* [To be done]:
Return every item below verbatim, with each line unchanged and in its original order.

* [Saved data entries]:
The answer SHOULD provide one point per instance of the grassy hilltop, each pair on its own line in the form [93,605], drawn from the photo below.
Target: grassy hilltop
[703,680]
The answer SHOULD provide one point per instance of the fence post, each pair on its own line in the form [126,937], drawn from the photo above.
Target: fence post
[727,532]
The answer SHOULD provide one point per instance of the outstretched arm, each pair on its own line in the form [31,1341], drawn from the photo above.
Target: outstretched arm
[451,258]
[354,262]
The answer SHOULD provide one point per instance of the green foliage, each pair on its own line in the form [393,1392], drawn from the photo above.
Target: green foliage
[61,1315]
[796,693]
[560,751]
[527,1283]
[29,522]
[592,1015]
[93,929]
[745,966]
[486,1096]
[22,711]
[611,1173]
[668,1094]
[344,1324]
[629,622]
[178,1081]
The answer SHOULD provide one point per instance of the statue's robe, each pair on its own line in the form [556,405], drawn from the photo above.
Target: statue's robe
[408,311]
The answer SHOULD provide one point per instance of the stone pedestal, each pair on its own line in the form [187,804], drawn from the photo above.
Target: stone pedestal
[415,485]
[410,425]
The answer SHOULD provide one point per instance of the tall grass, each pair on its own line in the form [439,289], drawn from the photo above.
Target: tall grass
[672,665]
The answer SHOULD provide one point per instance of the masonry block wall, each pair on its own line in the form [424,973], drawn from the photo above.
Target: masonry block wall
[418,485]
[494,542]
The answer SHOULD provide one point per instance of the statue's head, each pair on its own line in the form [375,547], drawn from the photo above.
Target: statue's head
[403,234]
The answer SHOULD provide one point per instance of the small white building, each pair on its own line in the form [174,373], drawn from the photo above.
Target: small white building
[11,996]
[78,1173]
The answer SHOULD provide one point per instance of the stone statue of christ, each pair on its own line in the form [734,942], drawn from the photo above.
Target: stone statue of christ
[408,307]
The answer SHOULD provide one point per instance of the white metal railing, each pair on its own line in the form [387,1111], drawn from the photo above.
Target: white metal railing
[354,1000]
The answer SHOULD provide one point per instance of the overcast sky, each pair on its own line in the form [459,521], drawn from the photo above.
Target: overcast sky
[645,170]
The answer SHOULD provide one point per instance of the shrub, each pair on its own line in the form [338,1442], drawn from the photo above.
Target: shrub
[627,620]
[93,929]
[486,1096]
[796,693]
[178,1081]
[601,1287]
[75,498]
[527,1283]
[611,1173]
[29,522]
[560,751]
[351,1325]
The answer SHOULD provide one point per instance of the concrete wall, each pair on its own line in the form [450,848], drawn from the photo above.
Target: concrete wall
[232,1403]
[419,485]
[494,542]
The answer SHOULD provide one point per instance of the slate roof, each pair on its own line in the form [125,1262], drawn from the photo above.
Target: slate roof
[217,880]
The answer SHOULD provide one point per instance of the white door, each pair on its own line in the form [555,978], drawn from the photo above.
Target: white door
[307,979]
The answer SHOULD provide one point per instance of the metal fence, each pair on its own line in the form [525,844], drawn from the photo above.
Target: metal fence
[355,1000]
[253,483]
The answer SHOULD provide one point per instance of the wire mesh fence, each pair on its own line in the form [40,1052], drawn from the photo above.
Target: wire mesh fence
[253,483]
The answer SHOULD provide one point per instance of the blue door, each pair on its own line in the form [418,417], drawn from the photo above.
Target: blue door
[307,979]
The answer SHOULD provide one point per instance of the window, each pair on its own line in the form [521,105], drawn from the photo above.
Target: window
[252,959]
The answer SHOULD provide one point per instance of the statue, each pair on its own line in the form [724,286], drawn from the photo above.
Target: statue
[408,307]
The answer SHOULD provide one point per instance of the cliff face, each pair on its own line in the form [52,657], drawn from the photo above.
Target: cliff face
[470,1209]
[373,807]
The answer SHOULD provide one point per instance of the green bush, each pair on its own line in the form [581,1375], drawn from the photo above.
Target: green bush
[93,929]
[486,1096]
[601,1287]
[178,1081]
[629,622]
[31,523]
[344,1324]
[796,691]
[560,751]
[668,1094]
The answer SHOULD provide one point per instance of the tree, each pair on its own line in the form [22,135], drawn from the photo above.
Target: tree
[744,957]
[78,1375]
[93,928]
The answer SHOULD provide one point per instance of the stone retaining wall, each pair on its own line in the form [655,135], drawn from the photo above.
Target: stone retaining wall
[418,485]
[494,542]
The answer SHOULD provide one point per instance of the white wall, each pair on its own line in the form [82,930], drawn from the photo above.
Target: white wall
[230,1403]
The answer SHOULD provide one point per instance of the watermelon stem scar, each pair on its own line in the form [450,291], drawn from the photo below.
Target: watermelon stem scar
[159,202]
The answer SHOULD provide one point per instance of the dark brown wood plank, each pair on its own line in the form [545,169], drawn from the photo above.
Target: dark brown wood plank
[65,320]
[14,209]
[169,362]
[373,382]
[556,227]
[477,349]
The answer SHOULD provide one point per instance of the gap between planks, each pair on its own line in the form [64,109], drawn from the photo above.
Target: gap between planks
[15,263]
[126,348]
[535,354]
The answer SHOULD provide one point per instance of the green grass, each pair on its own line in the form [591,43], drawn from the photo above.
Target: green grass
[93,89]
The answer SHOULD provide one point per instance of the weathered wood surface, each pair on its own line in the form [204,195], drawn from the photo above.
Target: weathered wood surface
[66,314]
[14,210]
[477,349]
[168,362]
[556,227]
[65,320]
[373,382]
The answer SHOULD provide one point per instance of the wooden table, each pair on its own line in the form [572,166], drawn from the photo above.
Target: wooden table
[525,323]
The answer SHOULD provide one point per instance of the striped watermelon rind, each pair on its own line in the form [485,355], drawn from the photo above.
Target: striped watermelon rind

* [Answer to the problem]:
The answer SHOULD provide one point per instance of the grassy hilltop, each pair on its own line in the form [93,605], drawn from the photo below.
Target: grassy hilltop
[703,680]
The answer SHOULD provide one point per instance of the fence post, each pair on its own line in the form [126,937], drawn from the photo above.
Target: fence post
[727,532]
The answer SHOULD provide one point per instance of the outstretched arm, each pair on its own line in the form [31,1341], drawn from the photo above.
Target: outstretched arm
[451,258]
[354,262]
The answer SHOULD provide one point per instance of the green foliage, each pair on its own line in the form [393,1392], drawn from the photo above.
Target: green foliage
[61,1315]
[796,693]
[560,751]
[527,1283]
[29,522]
[592,1015]
[93,929]
[745,966]
[486,1096]
[22,711]
[611,1173]
[668,1094]
[344,1324]
[629,622]
[178,1081]
The answer SHOULD provide one point per instance of the statue's robe, each pair on its own line in the form [556,405], drawn from the photo above.
Target: statue's robe
[408,311]
The answer SHOULD provide one point per instance of the stone pedestal, each pair on its own line in the form [187,804], drawn from the photo above.
Target: stone pedestal
[415,485]
[410,425]
The answer SHOULD provide one point per instance of the tall grass, each pair on its own line in the form [439,289], drawn from the photo above.
Target: tall grass
[672,665]
The answer SHOULD provide one point per instance of the masonry block wall, each pair on its own line in the form [424,973], drawn from the photo above.
Target: masonry block wall
[418,485]
[494,542]
The answer SHOULD provide one point per instance of the statue's head, each pair on its own line in the form [375,547], drawn from the photo above.
Target: statue's head
[403,234]
The answer SHOULD provide one point per instance of the small white building, each pair on its own line in the form [174,373], drawn from the photo above.
Target: small white building
[11,996]
[78,1173]
The answer SHOULD provide one point per instance of the stone statue of christ, each pair on its own line in the form [734,942], drawn from the photo above.
Target: stone statue of christ
[408,307]
The answer SHOULD provide one point per instance of the white metal railing, each pair on its own line in the form [387,1111], drawn from the photo above.
Target: white metal railing
[354,1000]
The answer SHOULD provide one point per instance of the overcast sky, each pair on its own line in the form [459,521], drawn from the photo above.
Target: overcast sky
[645,170]
The answer SHOULD provide one point per instance of the shrub, each pair on its own line in the form [338,1442], drawn from the photo above.
Target: shrub
[627,620]
[93,929]
[486,1096]
[796,693]
[178,1081]
[601,1287]
[75,498]
[527,1283]
[611,1173]
[29,522]
[560,751]
[351,1325]
The answer SHOULD provide one point per instance of the concrete wall, each pair on its own line in the form [450,848], drawn from the photo above.
Target: concrete wall
[232,1403]
[419,485]
[494,542]
The answer SHOULD provide one point per instance of the slate roof, each pair on its own line in the form [125,1262], drawn from the photo above.
Target: slate roof
[217,880]
The answer SHOULD provide one point per instance of the white door, each pair on its own line in the form [555,978], drawn from the photo above.
Target: white door
[307,979]
The answer SHOULD provide one point per instance of the metal fence, each pair on its own line in the form [525,844], drawn from the photo above.
Target: metal fence
[355,1000]
[253,483]
The answer SHOULD provide one point per instance of the wire mesh fence, each pair on its own line in the form [40,1052], drawn from the photo above.
Target: wire mesh fence
[253,483]
The answer SHOULD provide one point per instance of the blue door, each pair on its own line in the form [418,417], drawn from the photo above.
Target: blue door
[307,979]
The answer SHOULD provide one point per instance of the window, each pair on its own line in the form [521,105], drawn from the photo above.
Target: window
[252,959]
The answer SHOULD provide one point per instance of the statue, each pair on its own line in the form [724,286], drawn from the photo above.
Target: statue
[408,307]
The answer SHOULD provide one point per instance of the cliff face, each pair on its own line in the form [52,657], drawn from the photo above.
Target: cliff face
[470,1209]
[373,807]
The answer SHOULD provide one point per instance of the green bush, each pair on its own line in the form [581,1375], drawn from the photo above.
Target: green bush
[93,929]
[486,1096]
[601,1287]
[178,1081]
[629,622]
[31,523]
[344,1324]
[796,691]
[560,751]
[668,1094]
The answer SHOULD provide one point per instance of the tree, each pair on its own line in the form [22,135], drawn from the photo above.
Target: tree
[744,957]
[78,1375]
[93,928]
The answer SHOULD provide one point per instance of the stone retaining wall, each pair on its own line in the form [655,135], drawn from the photo above.
Target: stone retaining wall
[418,485]
[494,542]
The answer SHOULD provide one point per instance of the white wall, each pair on its own line in the form [82,930], drawn from the photo above.
Target: white wall
[230,1403]
The answer SHOULD provide one point per instance of the watermelon stem scar, each pair on its own line in the form [450,291], drawn from the photo below.
Target: watermelon stem scar
[159,202]
The answer SHOULD provide one point per instance of the dark brown wood plank, each pair on its own line in the form [545,169], drawn from the photo above.
Target: dark brown wood plank
[65,320]
[14,209]
[169,362]
[373,382]
[556,227]
[477,349]
The answer SHOULD provide one point per instance of the gap between planks, each pair on its own line in the form [64,109], drawn from the photo above.
Target: gap between planks
[15,263]
[126,348]
[535,354]
The answer SHOULD provide one point per instance of the green grass, each pair on its own line in the form [591,43], drawn from the photo above.
Target: green grass
[93,89]
The answer SHOULD provide one point per instance of the weathered wood surface, each pair on its own line in the form [204,195], drawn from the photo above.
Target: weathered wood surface
[66,314]
[14,210]
[477,349]
[168,362]
[556,227]
[65,320]
[373,382]
The answer SHOULD provide one point per instance of the wooden table, each pair on its own line in the form [572,166], drawn from the photo above.
Target: wooden table
[525,323]
The answer SHOULD provide one point per instance of the striped watermelon rind, each pair on its own line in the form [485,355], drawn from the photo above.
Target: striped watermelon rind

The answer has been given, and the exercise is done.